== PROBLEM DESCRIPTION ==
Copy the material below word for word, from the line containing "target | pony's muzzle" through the end of the material, and leave the pictures out of your answer.

(begin)

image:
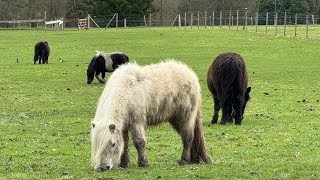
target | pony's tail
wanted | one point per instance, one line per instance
(198, 152)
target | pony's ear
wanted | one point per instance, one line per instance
(112, 127)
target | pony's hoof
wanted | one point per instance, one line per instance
(214, 122)
(182, 162)
(143, 164)
(123, 165)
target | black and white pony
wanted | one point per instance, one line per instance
(41, 52)
(104, 62)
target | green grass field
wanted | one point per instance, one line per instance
(46, 110)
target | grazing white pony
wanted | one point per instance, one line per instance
(135, 97)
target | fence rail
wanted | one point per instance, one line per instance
(281, 23)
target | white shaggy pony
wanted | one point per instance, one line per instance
(104, 62)
(135, 97)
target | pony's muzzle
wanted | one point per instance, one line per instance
(104, 167)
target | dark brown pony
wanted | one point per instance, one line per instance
(41, 52)
(227, 80)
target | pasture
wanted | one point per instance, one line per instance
(46, 110)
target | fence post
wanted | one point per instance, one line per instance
(295, 24)
(198, 19)
(267, 21)
(276, 23)
(257, 16)
(237, 19)
(45, 18)
(307, 24)
(145, 21)
(246, 21)
(191, 19)
(285, 23)
(185, 21)
(212, 19)
(205, 19)
(220, 19)
(150, 20)
(29, 23)
(179, 21)
(229, 19)
(117, 16)
(88, 23)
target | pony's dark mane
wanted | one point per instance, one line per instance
(41, 52)
(118, 59)
(227, 80)
(96, 66)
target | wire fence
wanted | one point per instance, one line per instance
(282, 23)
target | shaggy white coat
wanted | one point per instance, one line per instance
(140, 96)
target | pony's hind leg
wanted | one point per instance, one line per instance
(97, 76)
(238, 111)
(186, 137)
(226, 112)
(124, 157)
(217, 108)
(139, 141)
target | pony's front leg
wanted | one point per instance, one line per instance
(124, 156)
(103, 75)
(139, 141)
(217, 108)
(187, 138)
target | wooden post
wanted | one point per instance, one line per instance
(191, 20)
(88, 21)
(295, 24)
(45, 20)
(267, 20)
(205, 19)
(312, 16)
(198, 19)
(230, 19)
(257, 16)
(145, 21)
(150, 20)
(307, 24)
(220, 19)
(185, 21)
(276, 23)
(212, 19)
(285, 23)
(246, 21)
(117, 16)
(174, 21)
(29, 23)
(179, 21)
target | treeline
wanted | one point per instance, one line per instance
(163, 9)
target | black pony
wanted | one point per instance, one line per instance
(102, 63)
(227, 81)
(41, 52)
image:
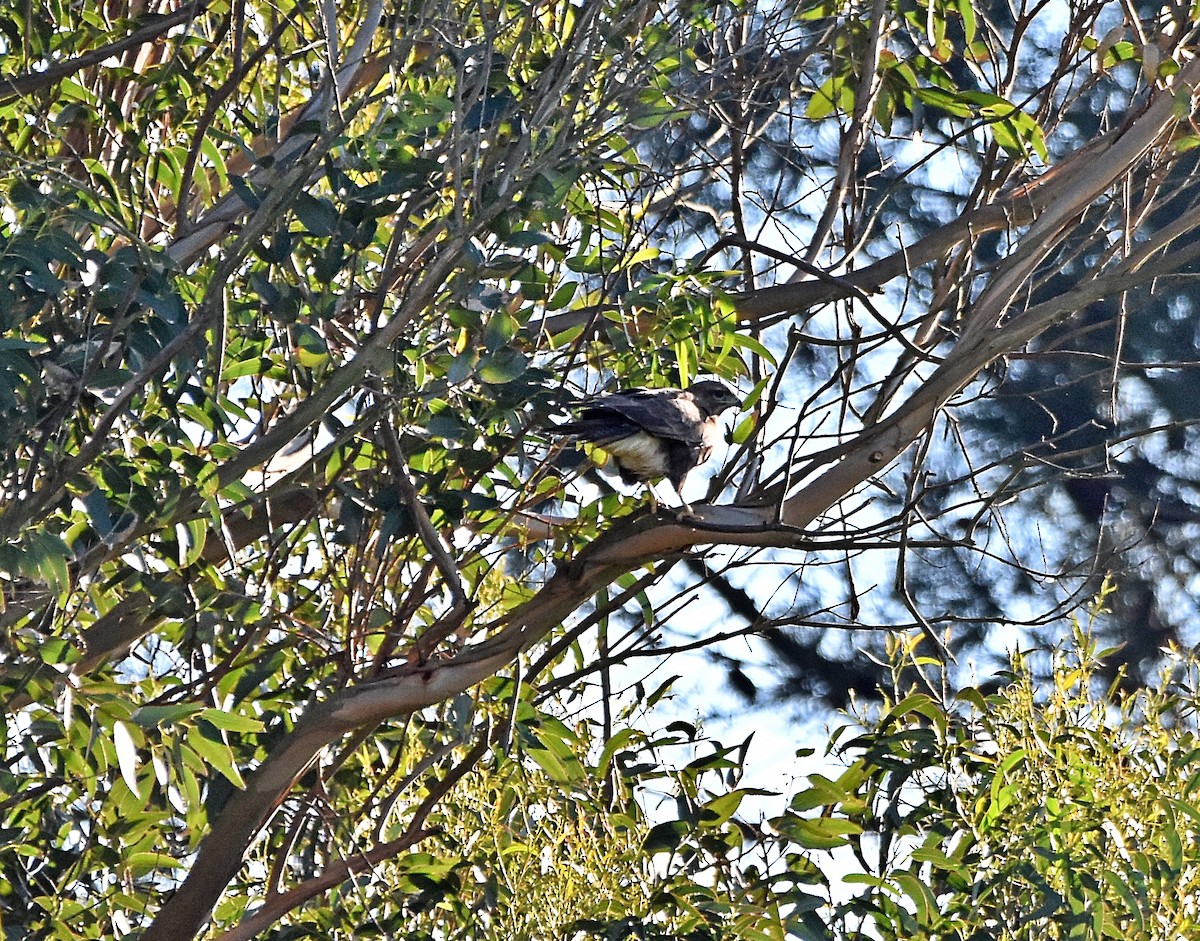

(end)

== ANSWER FOR THIS EXERCISE ==
target | pony's muzzle
wanted | one point per instance, one line per instance
(104, 167)
target | dark brown pony
wanted | one point per instance, one line per instance
(41, 52)
(227, 80)
target | pasture
wanted | one point per instance, one line per instance
(46, 110)
target | fence post
wanted | one point per instance, one line per instance
(295, 24)
(198, 19)
(267, 21)
(276, 23)
(257, 16)
(237, 19)
(45, 18)
(307, 24)
(145, 21)
(246, 21)
(191, 19)
(285, 23)
(185, 21)
(212, 19)
(205, 19)
(220, 19)
(150, 20)
(29, 23)
(179, 21)
(229, 19)
(117, 16)
(88, 23)
target | pony's dark mane
wanted | one point per instance, one line per instance
(41, 52)
(118, 59)
(227, 80)
(96, 66)
target | wire fence
wanted | one point per instance, one line per instance
(282, 23)
target | shaggy white coat
wanted | one point per instance, one line per instance
(140, 96)
target | pony's hind leg
wanted | one point per instance, one line per instance
(97, 76)
(238, 111)
(186, 137)
(226, 112)
(124, 157)
(217, 108)
(139, 141)
target | pony's front leg
wanted | one point per instance, one line per instance
(124, 156)
(103, 75)
(139, 141)
(217, 108)
(187, 138)
target | wooden post
wanted | one point per instance, one line per instance
(191, 20)
(88, 21)
(295, 24)
(45, 20)
(267, 20)
(205, 19)
(312, 16)
(198, 19)
(230, 19)
(257, 16)
(145, 21)
(150, 20)
(307, 24)
(220, 19)
(185, 21)
(276, 23)
(212, 19)
(285, 23)
(246, 21)
(117, 16)
(174, 21)
(29, 23)
(179, 21)
target | treeline
wanted | one point per instance, one line per instance
(163, 9)
target | black pony
wanted | one point per instance, one line per instance
(102, 63)
(227, 81)
(41, 52)
image:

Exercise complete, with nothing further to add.